··· 数据内容 ···

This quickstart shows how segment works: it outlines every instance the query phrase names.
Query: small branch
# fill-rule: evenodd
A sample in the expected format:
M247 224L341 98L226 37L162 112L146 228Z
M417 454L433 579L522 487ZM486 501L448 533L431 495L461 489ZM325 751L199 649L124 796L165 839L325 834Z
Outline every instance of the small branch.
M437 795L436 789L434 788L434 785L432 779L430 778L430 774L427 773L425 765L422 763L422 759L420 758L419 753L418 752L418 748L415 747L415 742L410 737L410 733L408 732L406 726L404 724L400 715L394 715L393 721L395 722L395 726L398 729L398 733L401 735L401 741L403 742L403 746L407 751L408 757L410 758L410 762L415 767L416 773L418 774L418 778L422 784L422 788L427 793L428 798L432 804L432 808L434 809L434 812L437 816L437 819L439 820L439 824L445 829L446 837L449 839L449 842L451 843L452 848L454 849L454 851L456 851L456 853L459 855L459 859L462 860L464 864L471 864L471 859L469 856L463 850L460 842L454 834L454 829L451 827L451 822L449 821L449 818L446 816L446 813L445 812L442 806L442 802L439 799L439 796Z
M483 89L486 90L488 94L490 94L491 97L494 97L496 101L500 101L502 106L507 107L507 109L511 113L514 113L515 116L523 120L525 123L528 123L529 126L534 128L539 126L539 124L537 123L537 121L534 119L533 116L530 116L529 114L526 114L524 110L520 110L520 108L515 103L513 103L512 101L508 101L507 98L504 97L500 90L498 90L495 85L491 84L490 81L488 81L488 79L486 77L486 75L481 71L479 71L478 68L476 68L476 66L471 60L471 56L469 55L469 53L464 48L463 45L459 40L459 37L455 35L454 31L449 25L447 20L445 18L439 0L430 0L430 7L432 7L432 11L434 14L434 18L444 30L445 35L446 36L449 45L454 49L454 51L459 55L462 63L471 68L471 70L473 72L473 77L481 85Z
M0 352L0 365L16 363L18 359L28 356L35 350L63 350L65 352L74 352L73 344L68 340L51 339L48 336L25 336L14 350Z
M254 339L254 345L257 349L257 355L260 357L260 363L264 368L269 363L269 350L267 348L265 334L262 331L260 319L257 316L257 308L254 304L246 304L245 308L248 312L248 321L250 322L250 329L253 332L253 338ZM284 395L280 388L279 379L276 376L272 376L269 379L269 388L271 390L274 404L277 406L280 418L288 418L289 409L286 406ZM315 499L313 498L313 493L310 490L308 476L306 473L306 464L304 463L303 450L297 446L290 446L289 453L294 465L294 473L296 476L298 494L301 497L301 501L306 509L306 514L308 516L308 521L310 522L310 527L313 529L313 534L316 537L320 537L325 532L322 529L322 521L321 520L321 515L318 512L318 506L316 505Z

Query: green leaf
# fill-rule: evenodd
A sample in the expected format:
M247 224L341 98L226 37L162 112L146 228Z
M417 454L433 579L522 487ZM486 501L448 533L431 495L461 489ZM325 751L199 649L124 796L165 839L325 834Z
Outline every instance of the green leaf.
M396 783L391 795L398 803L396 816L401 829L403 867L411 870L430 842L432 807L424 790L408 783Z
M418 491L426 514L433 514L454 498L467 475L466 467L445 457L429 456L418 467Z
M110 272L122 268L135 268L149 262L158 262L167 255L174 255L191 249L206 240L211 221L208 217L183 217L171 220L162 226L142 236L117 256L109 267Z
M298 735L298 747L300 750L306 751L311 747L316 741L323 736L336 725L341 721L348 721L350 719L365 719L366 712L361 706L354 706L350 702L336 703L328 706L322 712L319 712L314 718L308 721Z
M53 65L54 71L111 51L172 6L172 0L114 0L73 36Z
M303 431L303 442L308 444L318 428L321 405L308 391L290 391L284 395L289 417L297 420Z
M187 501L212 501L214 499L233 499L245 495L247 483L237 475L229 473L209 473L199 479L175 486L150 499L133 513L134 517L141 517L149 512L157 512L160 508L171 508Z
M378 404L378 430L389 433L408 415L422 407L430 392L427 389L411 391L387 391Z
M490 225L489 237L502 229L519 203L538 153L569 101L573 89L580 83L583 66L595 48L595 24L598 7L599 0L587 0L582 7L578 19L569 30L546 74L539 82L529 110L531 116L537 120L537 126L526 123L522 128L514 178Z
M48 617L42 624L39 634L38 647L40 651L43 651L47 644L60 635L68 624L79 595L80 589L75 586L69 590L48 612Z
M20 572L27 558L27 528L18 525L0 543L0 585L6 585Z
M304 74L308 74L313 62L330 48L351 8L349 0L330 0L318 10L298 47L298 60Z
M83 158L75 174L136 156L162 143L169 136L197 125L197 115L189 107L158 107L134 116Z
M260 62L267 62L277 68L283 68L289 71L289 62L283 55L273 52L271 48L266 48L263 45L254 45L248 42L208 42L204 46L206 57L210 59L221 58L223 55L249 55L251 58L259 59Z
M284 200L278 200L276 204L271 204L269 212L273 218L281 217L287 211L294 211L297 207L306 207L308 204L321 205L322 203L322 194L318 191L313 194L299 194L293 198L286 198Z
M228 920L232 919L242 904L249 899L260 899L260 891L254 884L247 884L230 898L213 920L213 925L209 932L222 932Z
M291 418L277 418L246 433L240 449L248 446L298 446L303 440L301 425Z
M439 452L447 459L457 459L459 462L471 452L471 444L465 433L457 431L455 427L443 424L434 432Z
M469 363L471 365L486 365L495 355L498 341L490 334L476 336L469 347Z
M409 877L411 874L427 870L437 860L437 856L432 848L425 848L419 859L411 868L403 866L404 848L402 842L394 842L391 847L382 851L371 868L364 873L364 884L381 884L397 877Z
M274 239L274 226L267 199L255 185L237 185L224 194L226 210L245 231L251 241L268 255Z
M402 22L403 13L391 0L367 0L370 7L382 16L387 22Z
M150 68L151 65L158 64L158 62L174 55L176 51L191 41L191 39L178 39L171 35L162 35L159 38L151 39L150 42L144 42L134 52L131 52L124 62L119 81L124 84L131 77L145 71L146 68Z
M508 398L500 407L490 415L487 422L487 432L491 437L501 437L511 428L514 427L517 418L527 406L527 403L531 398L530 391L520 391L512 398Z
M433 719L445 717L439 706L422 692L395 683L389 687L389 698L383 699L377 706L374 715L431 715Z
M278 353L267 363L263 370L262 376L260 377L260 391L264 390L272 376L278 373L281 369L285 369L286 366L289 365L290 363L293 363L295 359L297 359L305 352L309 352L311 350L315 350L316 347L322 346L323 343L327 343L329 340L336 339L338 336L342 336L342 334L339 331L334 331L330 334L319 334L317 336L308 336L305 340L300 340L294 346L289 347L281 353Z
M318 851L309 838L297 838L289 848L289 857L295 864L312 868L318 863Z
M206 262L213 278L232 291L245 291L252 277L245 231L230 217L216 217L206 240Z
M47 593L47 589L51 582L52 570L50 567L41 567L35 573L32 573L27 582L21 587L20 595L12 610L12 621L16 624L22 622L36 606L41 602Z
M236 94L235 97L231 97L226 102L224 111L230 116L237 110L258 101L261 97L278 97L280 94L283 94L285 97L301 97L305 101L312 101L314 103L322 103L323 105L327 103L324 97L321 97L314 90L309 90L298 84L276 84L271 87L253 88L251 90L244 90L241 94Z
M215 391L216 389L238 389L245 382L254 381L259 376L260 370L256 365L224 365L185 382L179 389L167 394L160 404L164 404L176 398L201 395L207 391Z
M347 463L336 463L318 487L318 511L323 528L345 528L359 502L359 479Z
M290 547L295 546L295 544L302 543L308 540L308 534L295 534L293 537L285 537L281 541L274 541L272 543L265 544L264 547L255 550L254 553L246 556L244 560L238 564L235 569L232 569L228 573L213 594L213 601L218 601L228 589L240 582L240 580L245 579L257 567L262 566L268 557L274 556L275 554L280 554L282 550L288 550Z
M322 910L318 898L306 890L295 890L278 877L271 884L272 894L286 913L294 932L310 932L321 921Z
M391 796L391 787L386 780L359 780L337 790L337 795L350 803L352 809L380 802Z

···

* 任务要求
请从材料开头起，到含有“Outline every instance of the small branch.”的那一行为止（首尾两行均包括在内），将其间各行原样抄录下来。

* 最终答案
This quickstart shows how segment works: it outlines every instance the query phrase names.
Query: small branch
# fill-rule: evenodd
A sample in the expected format:
M247 224L341 98L226 37L162 112L146 228Z
M417 454L433 579L522 487ZM486 501L448 533L431 495L461 489ZM325 751L199 649L124 796L165 839L325 834Z
Outline every instance of the small branch.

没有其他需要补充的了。